* _Assignment_: Reproduce word for word the line that contains "Target: denim overall" and every line after it to the end of the records, with nothing else added.

Segment Open

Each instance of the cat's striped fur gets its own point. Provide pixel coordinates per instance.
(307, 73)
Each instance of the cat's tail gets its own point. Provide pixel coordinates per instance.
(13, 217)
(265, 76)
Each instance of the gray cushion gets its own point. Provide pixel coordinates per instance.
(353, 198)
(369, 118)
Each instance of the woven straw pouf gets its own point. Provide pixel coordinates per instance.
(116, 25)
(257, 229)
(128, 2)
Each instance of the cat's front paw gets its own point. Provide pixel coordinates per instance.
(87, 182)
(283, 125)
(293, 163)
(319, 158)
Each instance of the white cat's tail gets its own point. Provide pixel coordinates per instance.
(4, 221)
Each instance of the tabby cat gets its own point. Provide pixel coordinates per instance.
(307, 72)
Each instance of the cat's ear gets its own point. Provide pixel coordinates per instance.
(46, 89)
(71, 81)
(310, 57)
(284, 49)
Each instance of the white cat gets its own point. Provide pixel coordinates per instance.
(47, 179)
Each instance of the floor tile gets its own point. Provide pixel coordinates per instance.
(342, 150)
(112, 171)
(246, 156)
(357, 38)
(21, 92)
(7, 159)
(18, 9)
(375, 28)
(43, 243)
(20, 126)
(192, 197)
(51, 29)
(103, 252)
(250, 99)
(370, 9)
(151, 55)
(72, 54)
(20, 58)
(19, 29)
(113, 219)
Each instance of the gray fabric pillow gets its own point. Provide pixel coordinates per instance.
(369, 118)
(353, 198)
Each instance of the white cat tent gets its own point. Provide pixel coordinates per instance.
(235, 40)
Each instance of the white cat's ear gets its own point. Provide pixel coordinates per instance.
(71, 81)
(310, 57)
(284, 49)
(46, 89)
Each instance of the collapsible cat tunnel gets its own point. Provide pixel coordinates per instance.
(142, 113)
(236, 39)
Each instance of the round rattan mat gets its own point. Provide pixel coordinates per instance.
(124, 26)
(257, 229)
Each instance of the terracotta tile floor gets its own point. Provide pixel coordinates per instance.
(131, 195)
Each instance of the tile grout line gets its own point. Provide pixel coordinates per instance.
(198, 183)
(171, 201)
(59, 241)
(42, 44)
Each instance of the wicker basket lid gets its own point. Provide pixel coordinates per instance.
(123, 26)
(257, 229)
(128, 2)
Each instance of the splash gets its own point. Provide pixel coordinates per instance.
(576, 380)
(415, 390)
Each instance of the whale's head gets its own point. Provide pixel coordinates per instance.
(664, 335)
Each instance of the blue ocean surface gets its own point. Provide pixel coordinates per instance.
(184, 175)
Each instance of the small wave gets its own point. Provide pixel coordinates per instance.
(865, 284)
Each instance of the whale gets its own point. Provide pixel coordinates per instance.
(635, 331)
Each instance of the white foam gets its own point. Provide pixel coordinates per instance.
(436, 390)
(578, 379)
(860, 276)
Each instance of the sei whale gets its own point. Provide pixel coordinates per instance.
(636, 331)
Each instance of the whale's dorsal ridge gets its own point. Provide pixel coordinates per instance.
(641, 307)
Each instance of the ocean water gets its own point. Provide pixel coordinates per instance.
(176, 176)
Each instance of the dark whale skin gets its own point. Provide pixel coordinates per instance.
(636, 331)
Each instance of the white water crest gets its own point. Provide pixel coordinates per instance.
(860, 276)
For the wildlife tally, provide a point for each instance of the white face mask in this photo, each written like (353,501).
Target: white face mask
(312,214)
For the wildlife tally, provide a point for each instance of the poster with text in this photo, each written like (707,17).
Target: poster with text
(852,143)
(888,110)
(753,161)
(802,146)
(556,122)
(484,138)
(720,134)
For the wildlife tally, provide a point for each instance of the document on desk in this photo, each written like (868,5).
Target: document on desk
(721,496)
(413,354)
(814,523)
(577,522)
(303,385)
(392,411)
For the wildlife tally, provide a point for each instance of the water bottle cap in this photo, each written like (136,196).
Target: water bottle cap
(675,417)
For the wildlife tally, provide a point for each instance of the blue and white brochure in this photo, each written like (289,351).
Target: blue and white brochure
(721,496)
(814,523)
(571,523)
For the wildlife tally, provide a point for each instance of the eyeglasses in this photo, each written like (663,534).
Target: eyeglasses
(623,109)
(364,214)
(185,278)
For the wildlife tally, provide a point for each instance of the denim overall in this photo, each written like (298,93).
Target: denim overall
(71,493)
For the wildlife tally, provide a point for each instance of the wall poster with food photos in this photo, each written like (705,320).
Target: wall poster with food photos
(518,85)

Segment Closed

* _Finished exercise_:
Target: denim overall
(71,493)
For the wildlife tally, provide a point for each instance of the wall poster with food photos in this photo, each written like (705,320).
Target: wall poster with food photos
(518,85)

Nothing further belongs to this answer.